Document section -
---*---
The Train Line

The fastest train so far, The Maglev, is powered by magnets

The fastest train so far, The Maglev, is powered by magnets

The history of trains is beloved of every young trainspotter and uber-geek, and it does make fantastic reading.

From the revolutionary Rocket through to the high speed journeys of the Mallard and the Flying Scotsman, Japan’s sleek electric Bullet and France’s pride and joy, the TVRs, and on to the mindblowingly-fast Maglev, it is true to say that train travel has come along way, baby.

Of them all, the world’s fastest train, the Maglev, is perhaps the longest- and most eagerly- awaited. Because despite it being a frankly futuristic concept of a train running on magnetic tracks, there has been an astonishing seven decades between the first (German) patent in 1934 and the first commercial service launched in Shanghai, China, in 2004. Other commercially operated lines now exist in Japan, most famously the Linimo, a magnetic levitation train line in Aichi, near the city of Nagoya.

Unbelievably quiet apart from the ‘whoosh’ of air as it passes, the sleek Maglev train ‘flies’ – yes, it really is officially described as flying – at an incredible 300 kilometres per hour in two minutes flat, tops 400 kph in three minutes, and has been known to go over 500kph during test runs. That’s just over two hours from Paris to Rome, making it only 10 minutes slower than taking the plane!

Ahhh, the plane, yes, that’s what it reminds you of, because despite having no wings (or engine or wheels either, but more of that later), the Maglev is much more like a plane than it is a train, and so is as revolutionary as the Stephenson’s Rocket was back in 1829. Transrapid, the German firm that developed the system, describes the Maglev as “the first fundamental innovation in the field of railway technology since the invention of the railway.”

So how does it do it? Maglev is short for magnetic levitation, and magnets are the magic ingredients. In practice this means that the trains float a centimetre above the guideway that replace the old train tracks using the basic principles of magnets. Known as electromagnetic suspension (EMS), it’s just like the science you did at school or when you played around with those ladybird or frog magnets when you were a kid – basically the opposite poles attract and the like poles repel each other. Electromagnets are similar to other magnets in that they attract metal objects, but the magnetic pull is temporary, and the magnetic field that this creates is how the Maglev train rail system works. Even its components are simple, comprising of:

• A large electrical power source (no conventional engine)

• Metal coils lining the guideway (no overhead cables)

• Large guidance magnets attached to the underside of the train (no wheels)
---*---
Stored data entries
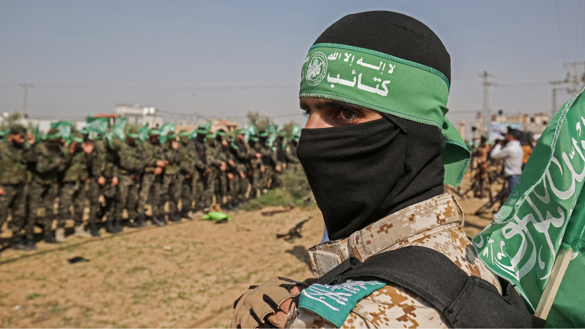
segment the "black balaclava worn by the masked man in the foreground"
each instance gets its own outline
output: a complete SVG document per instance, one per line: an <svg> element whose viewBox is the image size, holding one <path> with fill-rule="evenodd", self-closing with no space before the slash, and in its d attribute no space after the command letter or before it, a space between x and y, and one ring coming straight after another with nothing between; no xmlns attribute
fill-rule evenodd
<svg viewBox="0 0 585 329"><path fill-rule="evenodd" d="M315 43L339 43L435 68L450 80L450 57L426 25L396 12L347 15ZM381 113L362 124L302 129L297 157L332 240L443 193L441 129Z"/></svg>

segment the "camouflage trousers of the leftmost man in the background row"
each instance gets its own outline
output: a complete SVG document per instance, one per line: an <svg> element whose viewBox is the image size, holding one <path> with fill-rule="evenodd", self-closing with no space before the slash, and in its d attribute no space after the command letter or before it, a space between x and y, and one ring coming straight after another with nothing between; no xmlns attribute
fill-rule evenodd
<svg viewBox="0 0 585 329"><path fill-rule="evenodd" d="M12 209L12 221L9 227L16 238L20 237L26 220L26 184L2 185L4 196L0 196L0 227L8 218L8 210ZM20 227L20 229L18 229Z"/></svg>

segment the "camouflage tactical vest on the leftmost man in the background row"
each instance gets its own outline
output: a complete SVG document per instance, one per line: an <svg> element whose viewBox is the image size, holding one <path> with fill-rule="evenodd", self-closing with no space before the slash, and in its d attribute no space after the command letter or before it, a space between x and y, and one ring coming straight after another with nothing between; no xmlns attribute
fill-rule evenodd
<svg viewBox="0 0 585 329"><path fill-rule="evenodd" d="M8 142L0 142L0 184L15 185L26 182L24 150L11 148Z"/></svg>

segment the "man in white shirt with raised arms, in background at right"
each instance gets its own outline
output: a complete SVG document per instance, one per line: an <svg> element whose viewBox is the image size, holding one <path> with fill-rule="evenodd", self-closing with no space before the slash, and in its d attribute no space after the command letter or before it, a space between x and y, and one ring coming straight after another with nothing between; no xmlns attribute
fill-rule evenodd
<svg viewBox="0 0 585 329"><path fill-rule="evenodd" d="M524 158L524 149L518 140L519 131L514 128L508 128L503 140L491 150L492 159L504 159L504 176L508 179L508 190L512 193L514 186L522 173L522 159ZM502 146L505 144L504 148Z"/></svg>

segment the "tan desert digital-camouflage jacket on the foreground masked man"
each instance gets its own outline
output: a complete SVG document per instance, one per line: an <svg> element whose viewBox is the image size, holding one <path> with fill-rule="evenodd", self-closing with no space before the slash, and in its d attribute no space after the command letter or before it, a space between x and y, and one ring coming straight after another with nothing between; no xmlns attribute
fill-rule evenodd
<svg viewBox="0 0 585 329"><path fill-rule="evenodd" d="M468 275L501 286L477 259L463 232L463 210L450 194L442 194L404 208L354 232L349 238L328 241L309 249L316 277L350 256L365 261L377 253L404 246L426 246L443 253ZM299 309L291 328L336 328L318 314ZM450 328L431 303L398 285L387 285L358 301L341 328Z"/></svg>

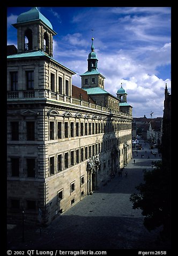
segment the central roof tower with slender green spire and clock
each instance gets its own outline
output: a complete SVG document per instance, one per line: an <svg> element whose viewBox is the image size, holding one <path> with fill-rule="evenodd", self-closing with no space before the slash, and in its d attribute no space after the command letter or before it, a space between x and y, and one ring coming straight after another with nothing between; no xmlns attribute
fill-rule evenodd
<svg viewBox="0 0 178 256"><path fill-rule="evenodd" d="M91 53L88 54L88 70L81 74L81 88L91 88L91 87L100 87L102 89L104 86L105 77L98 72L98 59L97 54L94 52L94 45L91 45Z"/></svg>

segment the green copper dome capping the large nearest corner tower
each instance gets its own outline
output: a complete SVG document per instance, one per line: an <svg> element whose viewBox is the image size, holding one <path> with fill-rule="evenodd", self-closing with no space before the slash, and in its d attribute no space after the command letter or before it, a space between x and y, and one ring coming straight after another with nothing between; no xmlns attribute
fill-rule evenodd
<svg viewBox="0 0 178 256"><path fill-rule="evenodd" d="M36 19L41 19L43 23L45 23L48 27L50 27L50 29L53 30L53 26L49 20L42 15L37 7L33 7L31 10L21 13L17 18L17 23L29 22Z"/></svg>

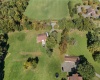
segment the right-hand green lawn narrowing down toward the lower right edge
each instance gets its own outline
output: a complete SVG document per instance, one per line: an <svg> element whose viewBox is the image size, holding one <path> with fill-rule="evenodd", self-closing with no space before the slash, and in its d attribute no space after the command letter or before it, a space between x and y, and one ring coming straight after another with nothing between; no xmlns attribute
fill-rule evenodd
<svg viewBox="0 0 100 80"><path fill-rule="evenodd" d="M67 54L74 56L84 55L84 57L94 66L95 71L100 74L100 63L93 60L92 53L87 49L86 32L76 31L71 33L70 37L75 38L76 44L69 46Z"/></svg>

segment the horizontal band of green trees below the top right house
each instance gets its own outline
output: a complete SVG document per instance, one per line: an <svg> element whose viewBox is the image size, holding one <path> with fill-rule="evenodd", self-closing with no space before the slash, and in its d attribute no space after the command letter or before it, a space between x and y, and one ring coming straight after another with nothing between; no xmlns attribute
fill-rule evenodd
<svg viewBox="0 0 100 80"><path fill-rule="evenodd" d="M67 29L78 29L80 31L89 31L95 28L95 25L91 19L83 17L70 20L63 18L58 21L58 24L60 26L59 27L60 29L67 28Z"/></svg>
---*---
Exercise brief -
Retype the passage of the Maglev article starting with "Unbelievably quiet apart" and going on through "taking the plane!".

Result of this task -
Unbelievably quiet apart from the ‘whoosh’ of air as it passes, the sleek Maglev train ‘flies’ – yes, it really is officially described as flying – at an incredible 300 kilometres per hour in two minutes flat, tops 400 kph in three minutes, and has been known to go over 500kph during test runs. That’s just over two hours from Paris to Rome, making it only 10 minutes slower than taking the plane!